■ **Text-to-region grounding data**

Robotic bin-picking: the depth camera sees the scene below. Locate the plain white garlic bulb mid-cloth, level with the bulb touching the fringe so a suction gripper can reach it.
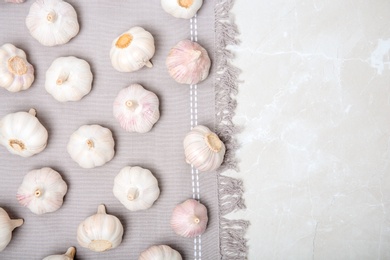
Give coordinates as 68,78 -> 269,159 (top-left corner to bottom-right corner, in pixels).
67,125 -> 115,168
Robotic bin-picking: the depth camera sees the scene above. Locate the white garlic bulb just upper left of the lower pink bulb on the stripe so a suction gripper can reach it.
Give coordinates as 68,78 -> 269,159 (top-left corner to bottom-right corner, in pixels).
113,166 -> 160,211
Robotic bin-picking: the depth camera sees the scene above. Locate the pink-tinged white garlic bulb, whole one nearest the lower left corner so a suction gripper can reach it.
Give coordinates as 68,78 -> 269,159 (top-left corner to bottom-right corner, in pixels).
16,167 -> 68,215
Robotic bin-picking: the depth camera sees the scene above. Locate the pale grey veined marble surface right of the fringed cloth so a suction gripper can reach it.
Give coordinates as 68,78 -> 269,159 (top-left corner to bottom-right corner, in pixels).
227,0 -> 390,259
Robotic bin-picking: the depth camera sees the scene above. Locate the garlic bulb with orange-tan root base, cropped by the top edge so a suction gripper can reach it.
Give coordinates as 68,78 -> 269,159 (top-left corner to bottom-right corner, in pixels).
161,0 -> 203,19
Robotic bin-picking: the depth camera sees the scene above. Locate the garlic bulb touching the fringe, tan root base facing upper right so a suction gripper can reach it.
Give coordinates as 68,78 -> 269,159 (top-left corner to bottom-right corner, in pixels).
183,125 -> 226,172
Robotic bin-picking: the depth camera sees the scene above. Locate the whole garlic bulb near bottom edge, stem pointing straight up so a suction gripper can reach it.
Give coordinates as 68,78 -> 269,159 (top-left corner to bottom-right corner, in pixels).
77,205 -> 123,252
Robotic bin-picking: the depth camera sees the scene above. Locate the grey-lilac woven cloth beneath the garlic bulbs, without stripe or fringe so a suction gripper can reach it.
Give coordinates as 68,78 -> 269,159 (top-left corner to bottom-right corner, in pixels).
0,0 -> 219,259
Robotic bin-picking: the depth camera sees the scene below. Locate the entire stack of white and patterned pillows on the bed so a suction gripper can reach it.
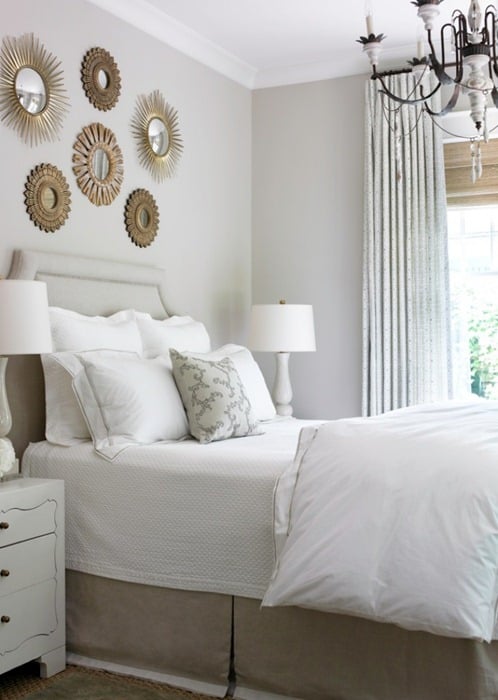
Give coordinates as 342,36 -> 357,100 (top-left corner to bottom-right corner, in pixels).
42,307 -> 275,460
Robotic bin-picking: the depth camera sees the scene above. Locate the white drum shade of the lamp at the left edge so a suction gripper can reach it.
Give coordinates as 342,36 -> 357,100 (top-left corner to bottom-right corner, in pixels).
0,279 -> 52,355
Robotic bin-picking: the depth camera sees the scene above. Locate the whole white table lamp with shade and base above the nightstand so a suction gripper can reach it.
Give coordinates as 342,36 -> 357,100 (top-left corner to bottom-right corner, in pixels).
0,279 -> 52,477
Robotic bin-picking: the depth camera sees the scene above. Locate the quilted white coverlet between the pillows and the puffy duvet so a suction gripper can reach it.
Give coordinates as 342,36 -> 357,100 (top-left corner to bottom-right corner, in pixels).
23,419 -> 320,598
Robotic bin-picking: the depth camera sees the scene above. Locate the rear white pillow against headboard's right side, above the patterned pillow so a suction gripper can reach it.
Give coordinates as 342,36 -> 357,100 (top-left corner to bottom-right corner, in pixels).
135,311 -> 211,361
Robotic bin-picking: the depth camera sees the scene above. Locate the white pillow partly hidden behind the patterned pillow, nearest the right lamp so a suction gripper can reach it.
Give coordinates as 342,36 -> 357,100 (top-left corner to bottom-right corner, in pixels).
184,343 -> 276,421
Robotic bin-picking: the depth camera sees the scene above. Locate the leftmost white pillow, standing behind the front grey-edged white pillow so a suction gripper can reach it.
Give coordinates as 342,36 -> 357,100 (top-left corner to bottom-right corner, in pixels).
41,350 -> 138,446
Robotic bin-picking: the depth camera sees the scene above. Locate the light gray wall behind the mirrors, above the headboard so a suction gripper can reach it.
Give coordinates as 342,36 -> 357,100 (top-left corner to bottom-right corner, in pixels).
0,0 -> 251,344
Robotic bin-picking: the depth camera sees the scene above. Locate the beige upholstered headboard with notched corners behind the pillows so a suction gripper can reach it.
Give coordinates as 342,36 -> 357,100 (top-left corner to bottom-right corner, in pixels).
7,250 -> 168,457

■ **Exercise brief**
Reprint the entries above exactly, images removed.

■ **Reply**
Robotic bin-picking: the depth camera sees the scene below. Locate the plain white garlic bulb mid-cloth, level with the bulb touching the fringe so a suction gripper can reach it.
Give coordinates as 68,78 -> 269,159 (top-left corner to bottom-right corner, in pixels).
67,125 -> 115,168
Robotic bin-picking: the depth camera sees the scene above. Locate the white garlic bulb just upper left of the lower pink bulb on the stripe so a suction gripper can reach it.
Give coordinates as 68,78 -> 269,159 (top-left corner to bottom-right corner, in pixels).
113,166 -> 160,211
Robotic bin-picking: the depth camera sees the scene above. Locate the pink-tinged white garlic bulb, whole one nearest the lower left corner so a suction gripper can reach it.
Give coordinates as 68,78 -> 269,159 (top-left corner to bottom-right corner, in pixels).
16,167 -> 68,215
Robotic bin-picking: the depth camera sees the scene above. Locate the pale grey veined marble surface right of the fringed cloth so a suction gripper can reach it.
Give coordinates as 68,78 -> 269,159 (top-left corner to bottom-right corner, in pixels).
227,0 -> 390,259
Robotic bin-picking: the depth camera sees the scene above. Locate the garlic bulb with orange-tan root base, cropped by the top edge so a suction gripper can reach it.
Give coordinates as 68,78 -> 269,159 (top-left corner to bottom-right corner, in pixels).
161,0 -> 203,19
Robotic bin-picking: the depth camera sees the scene above. Locate the garlic bulb touching the fringe, tan root base facing upper right so a suction gripper can reach it.
Give coordinates as 68,78 -> 269,159 (top-left corner to bottom-right corner, in pixels).
183,125 -> 226,172
Robotic bin-picking: the depth camera sees the scene above. Locate the whole garlic bulb near bottom edge, stem pointing straight up so a suction gripper can reach it.
Give coordinates as 68,78 -> 269,159 (top-left corner to bottom-right corner, in pixels).
77,205 -> 123,252
Robotic bin-picking: the depth camera sees the scene above. Locate the grey-lilac woven cloth beneath the garlic bulbs, without stripe or fringe so a suction gripper can reach it.
Give coordinates as 68,78 -> 269,159 (top-left corner to bottom-right corner, in pixels).
0,0 -> 219,259
Robotic bin-picking: the depth camera sees the scene below. Locate the entire stack of white and patterned pillows on the bed so a suction gripper can reach it.
Give coordinates as 342,36 -> 357,100 (top-left corner to bottom-right corner, in pixels).
42,307 -> 275,460
Robotic bin-picking: the depth camera sees the scene above. Locate the white drum shade of the lamp at the left edge so a suction gripper can reach it.
Give coordinates as 342,36 -> 357,100 (top-left corner to bottom-right corner, in pixels).
0,279 -> 52,355
Robotic bin-picking: the depth camera sees the scene above. Locate the whole white table lamp with shade and base above the nightstand so a suction gripper can reach it.
Give coordinates as 342,36 -> 357,100 (top-left corner to bottom-right corner, in pixels).
0,279 -> 52,477
Robotic bin-picking: the depth camera sees the scene above. Locate the quilted white coverlet between the pillows and the puffy duvet so a suction gripper can reach it.
Give coordinates as 342,36 -> 357,100 (top-left corner to bottom-right corner, in pixels).
23,419 -> 320,598
Robotic bin-picking: the depth camera sees the scene above. Locate the rear white pillow against headboard's right side, above the patterned pillow so a suction gripper can reach it.
Give coordinates as 342,36 -> 357,100 (top-left corner to bottom-right corner, in pixels).
135,311 -> 211,361
Robotic bin-picking: the depth camera sees the scene above. Locate the white pillow partly hidden behind the patterned pillow, nearest the right lamp so a suction gripper can reach it.
Give coordinates as 342,36 -> 357,100 (top-left corner to bottom-right corner, in pixels).
184,343 -> 276,421
Robotic bin-picking: the depth camera sees the scene above. Locate the leftmost white pillow, standing behind the front grey-edged white pillow so a suction gripper can reach it.
Give coordinates as 342,36 -> 357,100 (top-left corner to bottom-right corner, in pixels).
41,350 -> 138,446
Robotic bin-picking: the depth camera sees the scene above. Locate the light gray wall behind the mirrors, above the headboard so a suction gripper can reach it.
Give coordinates as 342,36 -> 357,100 (top-left corner to bottom-right corner, in pixels).
0,0 -> 251,344
Robotic bin-picking: the depth camera sees the scene above. Locate the beige upholstered headboard with notched corners behind the pillows so a suction gripper can reach it.
Give coordinates as 342,36 -> 357,100 (top-left corner to bottom-right corner, in pixels).
7,250 -> 168,457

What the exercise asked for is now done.